* WHAT TO PRODUCE
Convert the lines below into a JSON list of strings, with one string for each line and no blank lines. Leave the pictures out of the list.

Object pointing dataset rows
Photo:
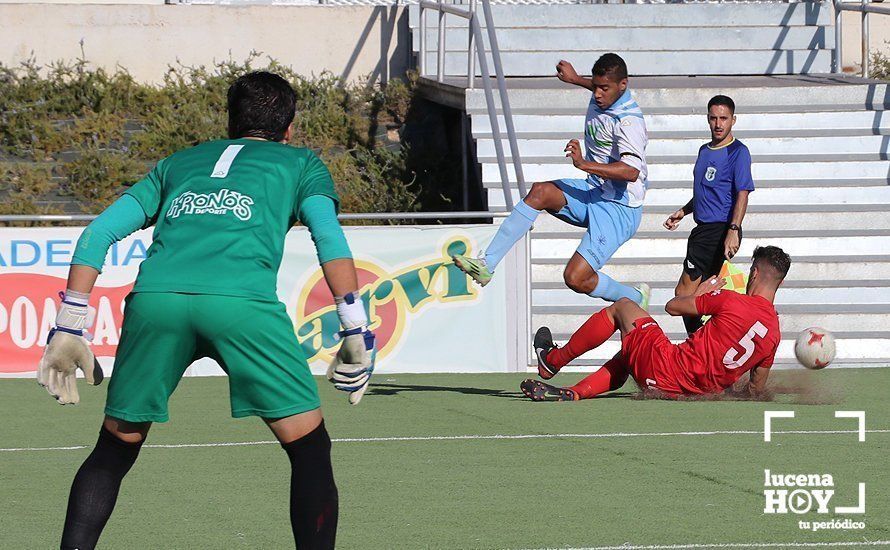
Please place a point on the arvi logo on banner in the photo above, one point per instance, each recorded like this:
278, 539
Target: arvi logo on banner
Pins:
391, 298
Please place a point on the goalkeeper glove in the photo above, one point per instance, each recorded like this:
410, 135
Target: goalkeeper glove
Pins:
67, 350
352, 367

* EXERCISE ANSWER
[
  "Photo:",
  "Please place a point on the arvi logo on banner in the photo above, one point per instance, each recorded like this:",
  "278, 539",
  "Target: arvi logo on banner",
  "Pins:",
  "391, 298",
  "Please place a point on the goalkeeper glove in the photo above, one point per instance, each recorded like this:",
  "410, 135",
  "Target: goalkeeper glove",
  "Pins:",
  "67, 350",
  "352, 367"
]